**TASK INSTRUCTIONS**
Retype exactly the lines below, starting with the line that contains "Task: Find the white" and ending with the last line; leave out any pictures.

**EXTRACTED DATA**
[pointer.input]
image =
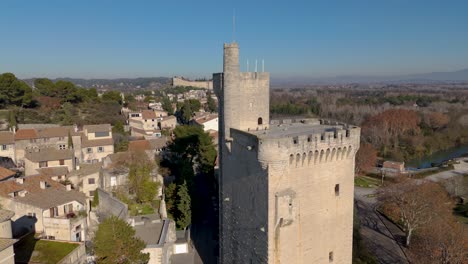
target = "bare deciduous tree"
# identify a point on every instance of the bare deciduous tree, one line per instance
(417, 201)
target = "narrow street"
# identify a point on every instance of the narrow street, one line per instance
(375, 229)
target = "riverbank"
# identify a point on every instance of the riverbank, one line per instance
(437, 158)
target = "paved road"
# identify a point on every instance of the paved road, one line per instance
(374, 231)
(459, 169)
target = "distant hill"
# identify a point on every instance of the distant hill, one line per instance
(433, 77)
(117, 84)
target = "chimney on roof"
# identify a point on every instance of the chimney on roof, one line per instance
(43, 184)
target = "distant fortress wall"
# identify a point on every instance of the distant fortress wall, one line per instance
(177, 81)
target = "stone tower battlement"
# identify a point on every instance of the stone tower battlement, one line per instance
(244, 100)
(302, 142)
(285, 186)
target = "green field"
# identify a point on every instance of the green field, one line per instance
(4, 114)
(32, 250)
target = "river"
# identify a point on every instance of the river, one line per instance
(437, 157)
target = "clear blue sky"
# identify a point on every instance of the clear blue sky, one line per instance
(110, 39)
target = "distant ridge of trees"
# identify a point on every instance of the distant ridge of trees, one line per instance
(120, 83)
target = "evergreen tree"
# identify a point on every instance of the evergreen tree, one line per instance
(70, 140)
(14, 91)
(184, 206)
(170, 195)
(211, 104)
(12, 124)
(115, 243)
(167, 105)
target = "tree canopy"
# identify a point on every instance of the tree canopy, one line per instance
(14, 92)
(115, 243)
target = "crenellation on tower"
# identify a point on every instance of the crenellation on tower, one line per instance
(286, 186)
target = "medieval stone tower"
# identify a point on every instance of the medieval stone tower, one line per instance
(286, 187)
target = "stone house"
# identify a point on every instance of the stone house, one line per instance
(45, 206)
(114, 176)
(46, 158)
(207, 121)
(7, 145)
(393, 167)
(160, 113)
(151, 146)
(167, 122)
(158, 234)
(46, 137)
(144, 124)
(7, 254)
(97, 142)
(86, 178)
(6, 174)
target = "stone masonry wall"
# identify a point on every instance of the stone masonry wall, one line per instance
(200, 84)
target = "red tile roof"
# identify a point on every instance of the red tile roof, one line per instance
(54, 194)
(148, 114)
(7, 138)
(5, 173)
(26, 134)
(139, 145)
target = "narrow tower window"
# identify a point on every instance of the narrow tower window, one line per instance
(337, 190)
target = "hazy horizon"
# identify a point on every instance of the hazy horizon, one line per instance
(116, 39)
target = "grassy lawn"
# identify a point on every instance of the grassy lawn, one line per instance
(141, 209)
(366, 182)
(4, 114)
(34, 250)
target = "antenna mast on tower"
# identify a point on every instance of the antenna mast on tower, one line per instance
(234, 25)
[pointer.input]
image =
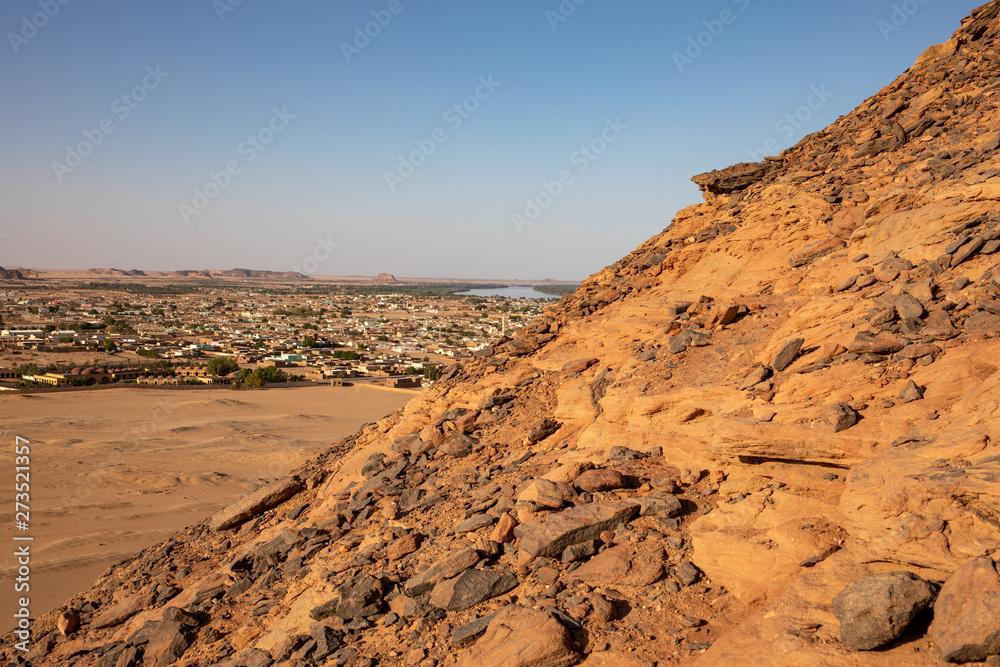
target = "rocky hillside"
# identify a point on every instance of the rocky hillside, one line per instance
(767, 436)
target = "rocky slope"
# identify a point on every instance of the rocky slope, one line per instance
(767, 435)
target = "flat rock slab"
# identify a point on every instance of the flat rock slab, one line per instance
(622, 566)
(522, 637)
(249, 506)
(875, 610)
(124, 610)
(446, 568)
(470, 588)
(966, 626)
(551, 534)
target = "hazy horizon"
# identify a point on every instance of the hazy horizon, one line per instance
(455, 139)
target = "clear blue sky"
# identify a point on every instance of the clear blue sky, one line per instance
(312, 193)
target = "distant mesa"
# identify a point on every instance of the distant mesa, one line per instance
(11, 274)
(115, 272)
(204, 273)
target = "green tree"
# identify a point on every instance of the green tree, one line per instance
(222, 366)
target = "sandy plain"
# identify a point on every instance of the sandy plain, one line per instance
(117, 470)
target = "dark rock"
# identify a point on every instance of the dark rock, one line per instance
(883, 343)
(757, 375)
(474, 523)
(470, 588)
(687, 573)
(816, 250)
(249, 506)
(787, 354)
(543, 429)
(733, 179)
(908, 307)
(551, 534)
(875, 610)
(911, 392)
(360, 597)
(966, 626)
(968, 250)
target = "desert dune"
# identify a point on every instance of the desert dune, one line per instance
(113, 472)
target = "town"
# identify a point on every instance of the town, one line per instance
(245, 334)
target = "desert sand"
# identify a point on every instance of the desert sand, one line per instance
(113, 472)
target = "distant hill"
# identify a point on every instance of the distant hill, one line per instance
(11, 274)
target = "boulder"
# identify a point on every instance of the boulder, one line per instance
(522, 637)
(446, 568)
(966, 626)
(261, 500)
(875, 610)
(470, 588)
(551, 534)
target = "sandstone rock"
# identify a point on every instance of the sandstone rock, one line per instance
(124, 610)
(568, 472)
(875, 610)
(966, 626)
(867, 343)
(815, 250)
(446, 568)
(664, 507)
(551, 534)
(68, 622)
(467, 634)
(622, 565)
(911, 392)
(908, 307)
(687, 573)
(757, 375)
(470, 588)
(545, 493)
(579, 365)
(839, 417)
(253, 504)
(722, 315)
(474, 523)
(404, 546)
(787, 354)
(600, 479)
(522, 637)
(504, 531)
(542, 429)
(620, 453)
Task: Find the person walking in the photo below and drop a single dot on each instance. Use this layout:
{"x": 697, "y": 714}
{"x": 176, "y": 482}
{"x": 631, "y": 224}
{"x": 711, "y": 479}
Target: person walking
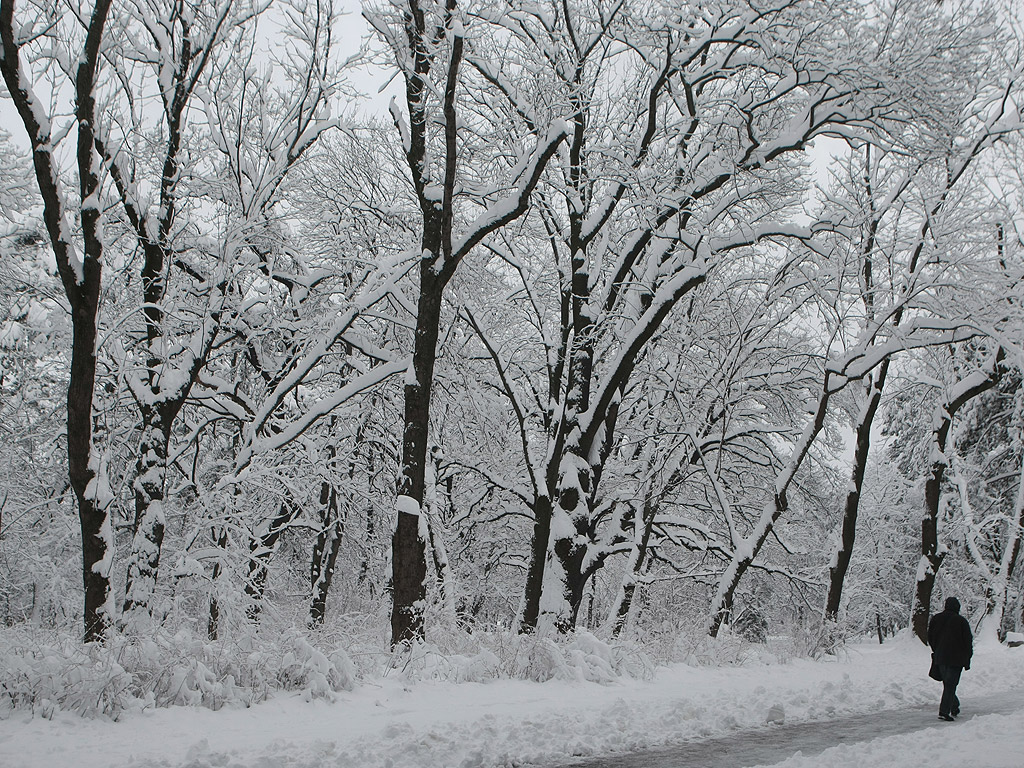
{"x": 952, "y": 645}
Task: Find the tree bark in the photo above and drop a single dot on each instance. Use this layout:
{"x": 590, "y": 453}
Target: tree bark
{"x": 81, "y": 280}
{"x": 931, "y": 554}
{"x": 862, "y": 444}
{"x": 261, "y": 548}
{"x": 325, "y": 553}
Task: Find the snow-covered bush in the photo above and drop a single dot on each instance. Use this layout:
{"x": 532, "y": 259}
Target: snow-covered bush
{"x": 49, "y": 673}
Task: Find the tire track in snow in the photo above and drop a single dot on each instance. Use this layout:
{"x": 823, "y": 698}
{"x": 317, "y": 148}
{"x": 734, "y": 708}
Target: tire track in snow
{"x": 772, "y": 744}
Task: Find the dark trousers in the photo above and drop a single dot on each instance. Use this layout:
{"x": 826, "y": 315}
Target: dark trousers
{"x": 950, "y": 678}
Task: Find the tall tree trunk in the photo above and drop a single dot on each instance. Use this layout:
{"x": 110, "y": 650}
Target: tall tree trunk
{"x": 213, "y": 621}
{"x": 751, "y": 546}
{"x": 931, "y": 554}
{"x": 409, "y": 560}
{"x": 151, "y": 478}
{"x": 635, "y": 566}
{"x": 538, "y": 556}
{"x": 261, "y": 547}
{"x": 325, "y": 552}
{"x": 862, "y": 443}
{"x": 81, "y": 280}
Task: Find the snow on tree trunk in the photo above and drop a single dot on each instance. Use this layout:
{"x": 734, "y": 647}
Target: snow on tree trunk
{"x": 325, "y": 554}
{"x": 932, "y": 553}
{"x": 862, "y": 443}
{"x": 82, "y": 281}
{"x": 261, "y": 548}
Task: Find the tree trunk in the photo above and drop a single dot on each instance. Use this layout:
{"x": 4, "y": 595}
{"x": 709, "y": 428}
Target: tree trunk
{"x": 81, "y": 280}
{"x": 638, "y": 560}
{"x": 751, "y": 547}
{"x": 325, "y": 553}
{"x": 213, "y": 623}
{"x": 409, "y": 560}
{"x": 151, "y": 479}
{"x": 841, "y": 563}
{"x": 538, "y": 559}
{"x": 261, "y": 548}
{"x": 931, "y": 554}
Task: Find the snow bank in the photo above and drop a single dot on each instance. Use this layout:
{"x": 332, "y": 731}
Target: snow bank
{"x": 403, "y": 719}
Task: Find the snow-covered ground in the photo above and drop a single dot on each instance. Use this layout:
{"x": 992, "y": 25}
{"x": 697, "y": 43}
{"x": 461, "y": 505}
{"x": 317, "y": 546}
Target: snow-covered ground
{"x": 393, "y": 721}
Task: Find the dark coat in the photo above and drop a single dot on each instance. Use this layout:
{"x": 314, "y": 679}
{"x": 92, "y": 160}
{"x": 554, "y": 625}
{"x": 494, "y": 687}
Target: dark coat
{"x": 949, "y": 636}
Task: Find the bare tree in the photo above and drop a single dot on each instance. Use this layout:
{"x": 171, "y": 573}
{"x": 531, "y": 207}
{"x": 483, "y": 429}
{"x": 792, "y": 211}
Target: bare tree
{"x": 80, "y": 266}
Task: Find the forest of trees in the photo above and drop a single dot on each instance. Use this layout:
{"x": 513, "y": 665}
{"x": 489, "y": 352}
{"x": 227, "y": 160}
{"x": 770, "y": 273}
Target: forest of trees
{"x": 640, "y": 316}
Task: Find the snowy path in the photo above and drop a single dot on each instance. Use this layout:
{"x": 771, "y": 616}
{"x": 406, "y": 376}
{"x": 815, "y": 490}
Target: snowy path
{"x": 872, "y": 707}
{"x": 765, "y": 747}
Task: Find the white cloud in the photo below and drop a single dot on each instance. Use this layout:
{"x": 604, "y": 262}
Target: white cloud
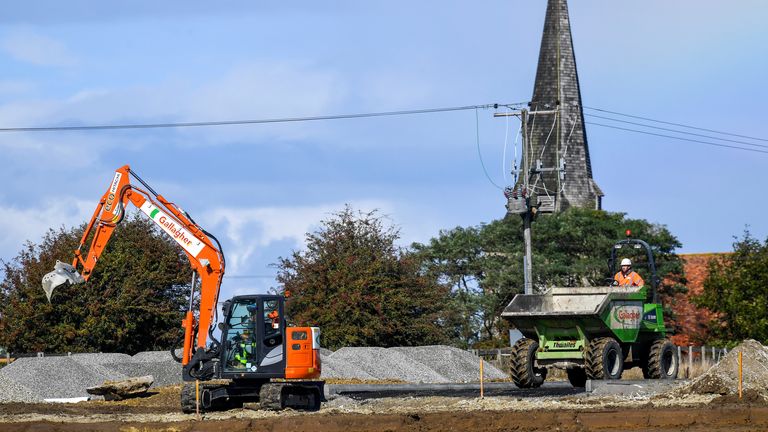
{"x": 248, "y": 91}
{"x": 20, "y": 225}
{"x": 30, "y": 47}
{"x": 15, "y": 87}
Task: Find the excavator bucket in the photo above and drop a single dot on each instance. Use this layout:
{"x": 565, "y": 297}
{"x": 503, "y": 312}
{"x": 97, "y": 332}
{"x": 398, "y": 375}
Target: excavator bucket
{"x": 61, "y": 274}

**SOLUTION TO THE EXERCISE**
Task: Find the white cloud in the photo below and drop a single dot on each instance. Use this layout:
{"x": 604, "y": 262}
Target: white cloud
{"x": 248, "y": 91}
{"x": 20, "y": 225}
{"x": 30, "y": 47}
{"x": 15, "y": 87}
Task: Find the excavator bucket in the photo above and drop a single dot on each instance. Use this layout:
{"x": 565, "y": 297}
{"x": 503, "y": 312}
{"x": 97, "y": 332}
{"x": 398, "y": 375}
Target: excavator bucket
{"x": 61, "y": 274}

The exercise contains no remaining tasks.